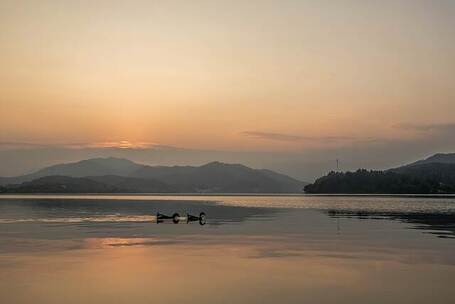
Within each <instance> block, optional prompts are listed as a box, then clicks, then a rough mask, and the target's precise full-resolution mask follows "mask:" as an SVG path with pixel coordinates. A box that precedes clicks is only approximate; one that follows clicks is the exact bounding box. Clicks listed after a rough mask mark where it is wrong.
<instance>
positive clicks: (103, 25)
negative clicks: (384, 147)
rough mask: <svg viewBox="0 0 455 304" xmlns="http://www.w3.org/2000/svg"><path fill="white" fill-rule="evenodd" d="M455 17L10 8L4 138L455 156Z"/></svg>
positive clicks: (26, 5) (298, 150) (84, 6)
mask: <svg viewBox="0 0 455 304" xmlns="http://www.w3.org/2000/svg"><path fill="white" fill-rule="evenodd" d="M454 16H455V1H451V0H447V1H418V0H410V1H321V0H317V1H316V0H315V1H297V0H295V1H283V0H280V1H232V0H230V1H213V0H211V1H188V0H185V1H169V0H166V1H98V0H97V1H74V0H73V1H18V0H14V1H5V0H0V67H1V69H0V141H1V142H3V143H10V142H24V143H35V144H36V143H40V144H57V145H58V144H62V145H68V144H72V145H75V146H77V145H84V146H111V145H113V146H117V145H121V146H125V147H127V146H131V145H132V146H147V145H148V144H152V143H156V144H161V145H169V146H179V147H186V148H197V149H215V150H227V151H286V152H296V153H297V152H298V153H300V152H305V151H309V150H321V149H322V150H324V149H326V150H327V149H344V148H346V149H348V148H349V149H362V148H363V147H364V146H365V145H371V143H377V142H381V143H390V142H393V143H395V142H413V143H415V142H419V141H421V142H422V145H426V144H427V143H428V140H430V139H431V138H434V137H435V136H439V137H438V138H439V142H441V143H443V144H445V145H446V146H445V147H446V148H450V147H451V146H447V141H451V142H452V143H453V141H454V140H453V137H455V133H454V132H453V131H454V130H455V127H454V126H455V115H454V113H455V75H454V73H455V72H454V71H455V17H454ZM120 141H123V143H122V144H118V143H119V142H120ZM434 148H435V149H438V147H434ZM435 152H436V151H435Z"/></svg>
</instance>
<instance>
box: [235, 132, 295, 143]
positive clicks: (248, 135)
mask: <svg viewBox="0 0 455 304" xmlns="http://www.w3.org/2000/svg"><path fill="white" fill-rule="evenodd" d="M242 134H243V135H245V136H248V137H253V138H258V139H267V140H276V141H300V140H303V139H304V137H302V136H298V135H291V134H283V133H273V132H261V131H244V132H242Z"/></svg>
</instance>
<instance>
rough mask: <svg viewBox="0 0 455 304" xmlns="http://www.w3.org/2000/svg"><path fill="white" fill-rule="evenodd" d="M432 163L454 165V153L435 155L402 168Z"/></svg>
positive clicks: (427, 157) (411, 163)
mask: <svg viewBox="0 0 455 304" xmlns="http://www.w3.org/2000/svg"><path fill="white" fill-rule="evenodd" d="M433 163H441V164H455V153H437V154H434V155H432V156H430V157H427V158H425V159H422V160H418V161H416V162H414V163H411V164H409V165H405V166H403V167H411V166H416V165H423V164H433ZM403 167H400V168H403Z"/></svg>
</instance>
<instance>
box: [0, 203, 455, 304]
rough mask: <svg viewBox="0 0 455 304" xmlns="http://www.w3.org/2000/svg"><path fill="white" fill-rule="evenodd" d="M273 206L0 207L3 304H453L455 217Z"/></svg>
mask: <svg viewBox="0 0 455 304" xmlns="http://www.w3.org/2000/svg"><path fill="white" fill-rule="evenodd" d="M261 199H264V198H261ZM273 199H274V200H275V201H276V202H277V203H276V206H275V207H273V208H270V207H267V206H261V205H260V204H259V203H257V202H256V203H257V205H256V206H255V207H251V206H250V207H249V206H245V205H242V206H240V204H238V205H235V204H231V205H229V204H217V203H213V202H209V201H189V200H188V201H186V200H180V201H170V200H166V201H150V200H149V201H140V200H134V201H129V200H125V201H121V200H115V201H111V200H91V199H88V200H39V199H31V200H0V220H1V221H0V281H1V282H2V284H1V285H0V303H38V304H41V303H42V304H44V303H46V304H47V303H51V304H52V303H62V302H64V303H66V304H72V303H101V304H111V303H139V304H142V303H144V304H145V303H153V302H157V301H158V300H159V302H161V303H176V302H182V303H265V304H268V303H305V302H307V303H322V304H325V303H378V304H379V303H400V304H401V303H428V302H430V301H431V302H433V303H452V302H453V299H454V298H455V290H454V289H453V287H452V285H453V283H452V282H453V281H454V280H455V255H454V254H453V253H454V252H455V241H454V240H452V239H445V238H440V237H435V235H433V234H422V233H421V231H422V230H425V231H428V232H432V233H433V232H438V231H439V232H440V233H443V232H444V231H446V232H450V233H451V235H453V232H454V230H453V226H451V225H453V223H454V218H453V215H452V214H451V213H448V212H440V213H437V212H427V213H421V214H418V213H410V212H398V211H395V212H375V211H371V210H364V211H357V210H359V209H357V210H350V209H347V208H333V206H334V205H336V204H337V203H338V204H339V202H336V201H334V202H332V203H330V202H329V203H319V205H317V204H314V205H312V206H313V207H314V206H322V207H321V208H284V207H282V206H286V204H287V203H286V201H285V200H286V198H276V197H274V198H273ZM324 199H325V198H324ZM280 200H283V201H284V203H283V202H281V201H280ZM269 203H270V202H267V204H269ZM302 204H303V203H302ZM406 204H407V208H409V205H412V202H407V203H406ZM417 204H418V203H417ZM342 205H343V206H345V203H343V204H342ZM277 206H278V207H277ZM329 207H332V208H329ZM413 208H414V207H413ZM415 208H416V209H417V208H419V206H415ZM432 208H434V206H433V207H432ZM157 212H160V213H163V214H166V215H168V216H170V217H172V214H173V213H174V212H178V213H179V214H180V215H182V217H181V219H179V224H177V225H176V224H172V219H170V221H171V222H170V224H169V225H163V224H159V225H157V224H156V222H155V221H154V220H156V219H157V218H156V213H157ZM199 212H205V213H206V214H207V215H209V216H208V217H207V224H206V225H204V226H200V225H199V224H198V220H200V219H201V216H200V215H199ZM187 213H189V214H190V215H193V216H194V218H193V217H192V216H188V215H187ZM185 215H186V220H188V221H190V222H191V221H195V222H193V225H191V224H189V225H186V224H185V223H186V220H183V218H185ZM198 215H199V216H198ZM179 218H180V217H179ZM196 218H197V219H196ZM410 227H412V228H415V229H408V228H410ZM450 227H452V228H450ZM437 236H440V234H437ZM157 295H165V296H162V297H159V298H158V296H157Z"/></svg>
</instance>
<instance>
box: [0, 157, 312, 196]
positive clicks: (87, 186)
mask: <svg viewBox="0 0 455 304" xmlns="http://www.w3.org/2000/svg"><path fill="white" fill-rule="evenodd" d="M305 184H306V183H304V182H301V181H299V180H296V179H294V178H291V177H289V176H286V175H283V174H279V173H276V172H274V171H271V170H265V169H252V168H249V167H246V166H243V165H240V164H226V163H221V162H211V163H208V164H206V165H203V166H148V165H142V164H138V163H135V162H132V161H130V160H127V159H122V158H113V157H110V158H93V159H87V160H82V161H79V162H74V163H66V164H58V165H54V166H50V167H46V168H43V169H41V170H38V171H36V172H34V173H31V174H26V175H21V176H17V177H3V178H0V187H1V188H0V191H1V192H7V193H298V192H301V191H302V189H303V186H304V185H305Z"/></svg>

_ _ _

## TASK DETAILS
Express the material above as a Markdown table with the columns Row and Line, one numbered row per line, starting at the first line and stopping after the line that contains "positive clicks: (26, 5) (298, 150) (84, 6)". Leave out blank lines and the pictures, and include only those lines.

## ANSWER TO THIS PROBLEM
| Row | Line |
|---|---|
| 1 | Within each <instance> block, optional prompts are listed as a box, then clicks, then a rough mask, and the target's precise full-resolution mask follows "mask:" as an SVG path with pixel coordinates. A box that precedes clicks is only approximate; one that follows clicks is the exact bounding box. Clicks listed after a rough mask mark where it is wrong. |
| 2 | <instance> |
| 3 | positive clicks: (103, 25) |
| 4 | negative clicks: (384, 147) |
| 5 | rough mask: <svg viewBox="0 0 455 304" xmlns="http://www.w3.org/2000/svg"><path fill="white" fill-rule="evenodd" d="M455 17L10 8L4 138L455 156Z"/></svg> |
| 6 | positive clicks: (26, 5) (298, 150) (84, 6) |